Your instructions:
Reproduce every entry precisely as written.
** Opening Material shown block **
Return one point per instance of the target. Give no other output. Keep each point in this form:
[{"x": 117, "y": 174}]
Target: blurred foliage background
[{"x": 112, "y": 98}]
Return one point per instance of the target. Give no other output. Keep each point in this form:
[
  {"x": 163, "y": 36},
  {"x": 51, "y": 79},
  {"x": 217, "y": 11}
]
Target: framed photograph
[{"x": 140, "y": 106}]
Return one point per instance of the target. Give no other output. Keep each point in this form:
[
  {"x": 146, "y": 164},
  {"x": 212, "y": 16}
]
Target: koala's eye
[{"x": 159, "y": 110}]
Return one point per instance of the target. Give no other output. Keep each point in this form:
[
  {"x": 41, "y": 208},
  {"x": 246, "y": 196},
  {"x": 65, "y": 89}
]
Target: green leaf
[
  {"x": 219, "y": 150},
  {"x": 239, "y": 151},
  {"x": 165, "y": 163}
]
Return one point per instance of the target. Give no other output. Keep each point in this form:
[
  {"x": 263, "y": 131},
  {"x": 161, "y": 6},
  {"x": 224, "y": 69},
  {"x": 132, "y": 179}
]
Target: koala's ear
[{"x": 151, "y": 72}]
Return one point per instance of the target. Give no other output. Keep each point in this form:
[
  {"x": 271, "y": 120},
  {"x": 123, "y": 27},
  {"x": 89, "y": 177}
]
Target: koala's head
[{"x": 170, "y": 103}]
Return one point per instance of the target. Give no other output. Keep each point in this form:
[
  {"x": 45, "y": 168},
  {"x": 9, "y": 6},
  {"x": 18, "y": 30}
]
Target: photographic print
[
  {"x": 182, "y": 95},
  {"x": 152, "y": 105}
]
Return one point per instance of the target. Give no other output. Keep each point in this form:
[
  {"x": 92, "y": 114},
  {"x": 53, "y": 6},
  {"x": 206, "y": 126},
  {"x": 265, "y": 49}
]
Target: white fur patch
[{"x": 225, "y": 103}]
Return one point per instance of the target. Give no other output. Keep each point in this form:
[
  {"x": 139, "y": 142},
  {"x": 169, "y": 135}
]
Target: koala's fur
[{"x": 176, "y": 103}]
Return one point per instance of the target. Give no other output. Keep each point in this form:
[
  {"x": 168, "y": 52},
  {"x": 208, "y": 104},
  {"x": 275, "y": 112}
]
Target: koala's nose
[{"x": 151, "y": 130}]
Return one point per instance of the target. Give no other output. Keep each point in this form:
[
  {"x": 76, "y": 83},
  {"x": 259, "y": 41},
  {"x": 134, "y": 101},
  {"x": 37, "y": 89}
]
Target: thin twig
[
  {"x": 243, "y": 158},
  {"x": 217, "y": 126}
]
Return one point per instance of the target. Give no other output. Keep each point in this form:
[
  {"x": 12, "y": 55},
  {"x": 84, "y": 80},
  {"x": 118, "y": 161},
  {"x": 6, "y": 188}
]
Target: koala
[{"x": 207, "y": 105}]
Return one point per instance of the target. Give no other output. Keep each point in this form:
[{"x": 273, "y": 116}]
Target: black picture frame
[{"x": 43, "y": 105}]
** Closing Material shown block **
Reply:
Return one point per instance of the target. Give no other output. Keep each point in this form:
[{"x": 117, "y": 174}]
Target: blurred foliage background
[{"x": 112, "y": 98}]
Return one point per instance of the target. Give no other output. Keep each point in this form:
[
  {"x": 163, "y": 36},
  {"x": 51, "y": 79},
  {"x": 217, "y": 11}
]
Target: framed photograph
[{"x": 140, "y": 106}]
Return one point per instance of the target. Give no other output. Keep each point in this form:
[
  {"x": 146, "y": 164},
  {"x": 212, "y": 16}
]
Target: koala's eye
[{"x": 159, "y": 110}]
Return one point per instance of the target. Give no other output. Keep each point in this form:
[
  {"x": 41, "y": 208},
  {"x": 246, "y": 196},
  {"x": 65, "y": 89}
]
Target: green leaf
[
  {"x": 219, "y": 150},
  {"x": 239, "y": 151},
  {"x": 165, "y": 163}
]
Return one point per instance of the target. Give no other output. Keep each point in this form:
[
  {"x": 263, "y": 131},
  {"x": 161, "y": 6},
  {"x": 224, "y": 69},
  {"x": 132, "y": 179}
]
Target: koala's ear
[{"x": 151, "y": 72}]
Return one point per instance of the target. Give no other output. Keep each point in this form:
[
  {"x": 271, "y": 120},
  {"x": 123, "y": 27},
  {"x": 89, "y": 177}
]
Target: koala's head
[{"x": 170, "y": 103}]
Return one point per instance of the target. Give no other output. Keep each point in this form:
[
  {"x": 45, "y": 168},
  {"x": 9, "y": 6},
  {"x": 18, "y": 30}
]
Target: photographic print
[
  {"x": 182, "y": 95},
  {"x": 152, "y": 105}
]
Return one point per instance of the target. Give no other output. Keep each point in this form:
[
  {"x": 92, "y": 114},
  {"x": 53, "y": 6},
  {"x": 206, "y": 126},
  {"x": 265, "y": 49}
]
Target: white fur patch
[{"x": 225, "y": 103}]
Return one point per instance of the target. Give no other output. Keep each point in this form:
[
  {"x": 139, "y": 142},
  {"x": 169, "y": 135}
]
Target: koala's fur
[{"x": 176, "y": 103}]
Return one point per instance of the target. Give no other output. Keep each point in this form:
[
  {"x": 168, "y": 52},
  {"x": 208, "y": 104},
  {"x": 275, "y": 112}
]
Target: koala's nose
[{"x": 151, "y": 130}]
Return one point per instance of the target. Give no other output. Keep each point in this form:
[
  {"x": 76, "y": 83},
  {"x": 259, "y": 41},
  {"x": 134, "y": 101},
  {"x": 37, "y": 89}
]
Target: thin twig
[
  {"x": 243, "y": 158},
  {"x": 217, "y": 126}
]
Return one point per instance of the target. Give no other output. Keep each point in this form:
[
  {"x": 12, "y": 55},
  {"x": 84, "y": 80},
  {"x": 118, "y": 161},
  {"x": 6, "y": 188}
]
Target: koala
[{"x": 207, "y": 105}]
Return one point per instance of the target. Give no other output. Keep each point in this form:
[{"x": 273, "y": 116}]
Target: black picture frame
[{"x": 43, "y": 105}]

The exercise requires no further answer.